- **SET TASK**
Reproduce every one of the rows below verbatim, character for character.
---*---
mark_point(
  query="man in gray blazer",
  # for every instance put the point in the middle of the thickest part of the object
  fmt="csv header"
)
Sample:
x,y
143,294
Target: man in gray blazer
---*---
- **ANSWER FOR THE TASK**
mark_point(
  query="man in gray blazer",
  # for every instance put the point in the middle of the thickest part of the object
  fmt="csv header"
)
Sample:
x,y
143,294
Target: man in gray blazer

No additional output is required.